Copy exactly the stretch of data below from the line with "formatted like (67,1)" through the line with "formatted like (142,385)", including both of those lines.

————

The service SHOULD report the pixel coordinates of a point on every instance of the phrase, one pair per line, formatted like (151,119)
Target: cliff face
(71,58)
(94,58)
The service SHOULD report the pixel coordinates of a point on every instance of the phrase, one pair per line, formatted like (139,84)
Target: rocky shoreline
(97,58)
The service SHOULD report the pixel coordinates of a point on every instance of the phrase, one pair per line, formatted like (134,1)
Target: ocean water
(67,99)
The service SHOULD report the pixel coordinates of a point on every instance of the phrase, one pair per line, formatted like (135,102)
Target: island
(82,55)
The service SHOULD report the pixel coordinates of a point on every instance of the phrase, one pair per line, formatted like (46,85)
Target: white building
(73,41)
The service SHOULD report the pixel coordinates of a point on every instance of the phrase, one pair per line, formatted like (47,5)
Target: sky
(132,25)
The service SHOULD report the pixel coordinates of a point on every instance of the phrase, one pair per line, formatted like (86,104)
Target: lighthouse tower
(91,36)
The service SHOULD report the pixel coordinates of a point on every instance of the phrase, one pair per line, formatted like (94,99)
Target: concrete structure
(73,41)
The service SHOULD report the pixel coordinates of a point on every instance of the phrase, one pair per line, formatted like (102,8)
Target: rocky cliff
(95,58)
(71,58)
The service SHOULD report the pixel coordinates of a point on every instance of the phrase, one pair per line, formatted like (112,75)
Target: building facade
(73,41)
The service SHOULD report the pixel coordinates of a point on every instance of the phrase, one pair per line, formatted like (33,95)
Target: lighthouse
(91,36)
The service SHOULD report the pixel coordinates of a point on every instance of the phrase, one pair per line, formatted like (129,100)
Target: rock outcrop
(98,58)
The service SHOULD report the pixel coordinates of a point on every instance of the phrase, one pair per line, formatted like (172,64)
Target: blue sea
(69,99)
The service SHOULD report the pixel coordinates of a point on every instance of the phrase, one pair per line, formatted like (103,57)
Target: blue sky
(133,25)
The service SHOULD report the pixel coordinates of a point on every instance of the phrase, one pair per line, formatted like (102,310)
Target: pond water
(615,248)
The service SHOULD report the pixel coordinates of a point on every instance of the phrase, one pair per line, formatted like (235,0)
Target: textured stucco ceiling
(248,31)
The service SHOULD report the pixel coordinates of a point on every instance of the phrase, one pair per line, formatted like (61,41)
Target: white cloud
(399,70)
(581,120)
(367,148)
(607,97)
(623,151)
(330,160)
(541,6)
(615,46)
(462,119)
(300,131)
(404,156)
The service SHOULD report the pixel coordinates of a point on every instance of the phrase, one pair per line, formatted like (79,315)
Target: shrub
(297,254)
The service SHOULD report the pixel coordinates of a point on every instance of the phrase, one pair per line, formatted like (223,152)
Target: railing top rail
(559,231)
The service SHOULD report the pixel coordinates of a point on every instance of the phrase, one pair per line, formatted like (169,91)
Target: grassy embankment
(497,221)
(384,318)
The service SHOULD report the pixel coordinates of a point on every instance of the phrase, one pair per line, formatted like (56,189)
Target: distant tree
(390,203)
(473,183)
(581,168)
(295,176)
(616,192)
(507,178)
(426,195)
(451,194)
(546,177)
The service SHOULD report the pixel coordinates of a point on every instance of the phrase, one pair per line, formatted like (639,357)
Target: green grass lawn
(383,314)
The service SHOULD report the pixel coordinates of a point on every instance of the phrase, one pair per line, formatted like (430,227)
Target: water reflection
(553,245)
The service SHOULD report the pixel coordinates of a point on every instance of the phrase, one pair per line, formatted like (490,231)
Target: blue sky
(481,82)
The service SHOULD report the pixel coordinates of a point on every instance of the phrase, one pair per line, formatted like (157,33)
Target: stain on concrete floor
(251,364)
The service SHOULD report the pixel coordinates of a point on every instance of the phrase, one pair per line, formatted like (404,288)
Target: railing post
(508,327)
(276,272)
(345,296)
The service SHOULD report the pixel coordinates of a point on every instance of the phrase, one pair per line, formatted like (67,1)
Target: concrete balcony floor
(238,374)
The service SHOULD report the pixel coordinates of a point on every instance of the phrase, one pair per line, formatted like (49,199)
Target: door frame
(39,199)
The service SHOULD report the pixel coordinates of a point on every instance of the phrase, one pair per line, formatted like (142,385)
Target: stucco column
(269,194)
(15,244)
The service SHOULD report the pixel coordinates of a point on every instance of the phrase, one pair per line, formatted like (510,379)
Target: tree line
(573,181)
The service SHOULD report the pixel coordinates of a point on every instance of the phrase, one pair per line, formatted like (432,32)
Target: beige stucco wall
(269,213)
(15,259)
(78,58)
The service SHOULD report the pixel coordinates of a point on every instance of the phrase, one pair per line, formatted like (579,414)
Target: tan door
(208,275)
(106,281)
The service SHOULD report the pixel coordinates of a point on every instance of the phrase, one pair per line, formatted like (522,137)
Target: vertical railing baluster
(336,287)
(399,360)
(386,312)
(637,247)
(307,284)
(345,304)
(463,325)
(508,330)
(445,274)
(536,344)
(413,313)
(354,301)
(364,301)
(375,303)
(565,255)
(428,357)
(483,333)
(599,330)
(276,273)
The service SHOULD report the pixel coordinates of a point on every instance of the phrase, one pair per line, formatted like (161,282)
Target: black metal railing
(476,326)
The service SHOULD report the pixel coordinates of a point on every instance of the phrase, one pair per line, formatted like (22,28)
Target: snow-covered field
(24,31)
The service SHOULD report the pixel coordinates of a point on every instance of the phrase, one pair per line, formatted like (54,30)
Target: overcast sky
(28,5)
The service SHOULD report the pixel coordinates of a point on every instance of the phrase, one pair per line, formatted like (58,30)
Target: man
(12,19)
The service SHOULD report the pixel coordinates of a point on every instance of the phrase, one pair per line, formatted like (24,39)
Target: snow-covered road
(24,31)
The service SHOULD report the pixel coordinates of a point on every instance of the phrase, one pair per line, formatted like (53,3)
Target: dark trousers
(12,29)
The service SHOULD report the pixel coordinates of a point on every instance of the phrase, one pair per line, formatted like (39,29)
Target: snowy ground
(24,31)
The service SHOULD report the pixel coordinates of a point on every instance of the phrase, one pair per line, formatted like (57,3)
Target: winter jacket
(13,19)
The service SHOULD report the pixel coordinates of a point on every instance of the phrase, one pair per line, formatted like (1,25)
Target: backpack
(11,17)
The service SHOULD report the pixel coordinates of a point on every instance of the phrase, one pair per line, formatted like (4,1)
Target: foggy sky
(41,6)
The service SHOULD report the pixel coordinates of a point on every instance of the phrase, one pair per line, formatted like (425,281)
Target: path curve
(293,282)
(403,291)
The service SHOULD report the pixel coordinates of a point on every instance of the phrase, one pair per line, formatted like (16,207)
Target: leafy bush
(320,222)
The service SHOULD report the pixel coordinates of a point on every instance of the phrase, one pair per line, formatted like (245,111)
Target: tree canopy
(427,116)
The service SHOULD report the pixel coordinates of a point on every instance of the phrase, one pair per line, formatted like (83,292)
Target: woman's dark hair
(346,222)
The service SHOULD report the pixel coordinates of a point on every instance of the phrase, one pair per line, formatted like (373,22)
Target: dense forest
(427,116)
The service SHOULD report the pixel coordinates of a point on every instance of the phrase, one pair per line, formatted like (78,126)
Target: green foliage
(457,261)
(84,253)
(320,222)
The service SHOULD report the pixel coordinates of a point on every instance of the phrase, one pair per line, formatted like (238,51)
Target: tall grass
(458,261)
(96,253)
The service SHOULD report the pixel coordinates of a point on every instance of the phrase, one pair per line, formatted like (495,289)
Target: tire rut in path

————

▶ _Response area_
The service SHOULD report the pixel coordinates of a point on every instance of the phrase, one pair per line, formatted like (67,1)
Target: concrete balcony floor
(238,374)
The service SHOULD report the pixel coordinates of a point on every instance of the phrase, one pair per line, formatted like (49,199)
Target: door frame
(39,199)
The service SHOULD report the pixel coordinates of a point on every instance of the phrase, one pair per line, formatted like (142,385)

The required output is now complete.